Your instructions:
The result should be every line of the listing that contains "wall".

=== Section Start ===

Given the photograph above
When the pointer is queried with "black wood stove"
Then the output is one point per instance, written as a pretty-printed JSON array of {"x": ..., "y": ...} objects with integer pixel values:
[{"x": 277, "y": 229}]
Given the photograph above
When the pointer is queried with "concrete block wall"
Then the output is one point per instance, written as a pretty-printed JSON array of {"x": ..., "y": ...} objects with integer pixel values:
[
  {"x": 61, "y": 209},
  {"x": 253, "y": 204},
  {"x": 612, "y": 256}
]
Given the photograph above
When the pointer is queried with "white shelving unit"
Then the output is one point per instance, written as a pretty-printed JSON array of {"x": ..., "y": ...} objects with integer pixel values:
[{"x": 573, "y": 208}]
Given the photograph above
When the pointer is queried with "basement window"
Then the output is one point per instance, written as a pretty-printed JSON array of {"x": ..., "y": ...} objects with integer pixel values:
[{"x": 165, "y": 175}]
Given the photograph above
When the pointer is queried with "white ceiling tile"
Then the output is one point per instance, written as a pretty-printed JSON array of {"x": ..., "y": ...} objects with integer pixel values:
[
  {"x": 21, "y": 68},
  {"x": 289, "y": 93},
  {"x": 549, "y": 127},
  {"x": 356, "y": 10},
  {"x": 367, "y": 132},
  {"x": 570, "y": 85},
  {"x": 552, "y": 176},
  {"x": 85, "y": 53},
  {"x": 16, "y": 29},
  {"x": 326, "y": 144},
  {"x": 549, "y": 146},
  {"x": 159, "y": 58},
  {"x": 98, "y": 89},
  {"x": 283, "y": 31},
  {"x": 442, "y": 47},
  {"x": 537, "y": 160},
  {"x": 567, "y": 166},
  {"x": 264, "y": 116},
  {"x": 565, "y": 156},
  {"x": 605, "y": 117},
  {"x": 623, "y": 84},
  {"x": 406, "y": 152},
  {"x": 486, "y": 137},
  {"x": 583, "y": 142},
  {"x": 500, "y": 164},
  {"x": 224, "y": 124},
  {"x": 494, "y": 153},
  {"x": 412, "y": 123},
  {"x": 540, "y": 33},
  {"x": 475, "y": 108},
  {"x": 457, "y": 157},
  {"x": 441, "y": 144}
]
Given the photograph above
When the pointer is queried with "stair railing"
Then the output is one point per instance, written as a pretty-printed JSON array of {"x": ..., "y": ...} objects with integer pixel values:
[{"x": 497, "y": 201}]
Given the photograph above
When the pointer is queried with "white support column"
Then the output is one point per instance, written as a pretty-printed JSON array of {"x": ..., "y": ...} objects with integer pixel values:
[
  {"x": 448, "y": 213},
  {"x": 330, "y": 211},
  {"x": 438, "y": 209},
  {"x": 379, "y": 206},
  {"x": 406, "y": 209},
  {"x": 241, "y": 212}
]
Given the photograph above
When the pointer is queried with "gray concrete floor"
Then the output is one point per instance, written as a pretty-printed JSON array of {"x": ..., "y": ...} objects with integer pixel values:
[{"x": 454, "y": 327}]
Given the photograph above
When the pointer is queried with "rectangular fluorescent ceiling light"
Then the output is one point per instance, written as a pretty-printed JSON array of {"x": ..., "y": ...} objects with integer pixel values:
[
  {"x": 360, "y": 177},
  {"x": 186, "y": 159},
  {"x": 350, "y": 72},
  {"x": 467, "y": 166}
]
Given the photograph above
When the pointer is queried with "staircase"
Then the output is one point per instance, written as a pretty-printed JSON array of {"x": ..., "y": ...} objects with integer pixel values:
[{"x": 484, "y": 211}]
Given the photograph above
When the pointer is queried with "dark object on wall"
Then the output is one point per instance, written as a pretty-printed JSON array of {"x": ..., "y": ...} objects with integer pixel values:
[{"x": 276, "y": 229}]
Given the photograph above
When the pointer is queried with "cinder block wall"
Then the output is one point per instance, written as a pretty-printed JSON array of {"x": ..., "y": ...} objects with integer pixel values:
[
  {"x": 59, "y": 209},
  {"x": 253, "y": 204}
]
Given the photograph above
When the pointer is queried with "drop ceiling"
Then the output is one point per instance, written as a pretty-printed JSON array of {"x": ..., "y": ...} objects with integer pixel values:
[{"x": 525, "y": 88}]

=== Section End ===

Problem solution:
When the pointer is queried with "concrete block wall"
When the pointer is queried with "dark object on wall"
When the pointer is queried with "cinder block wall"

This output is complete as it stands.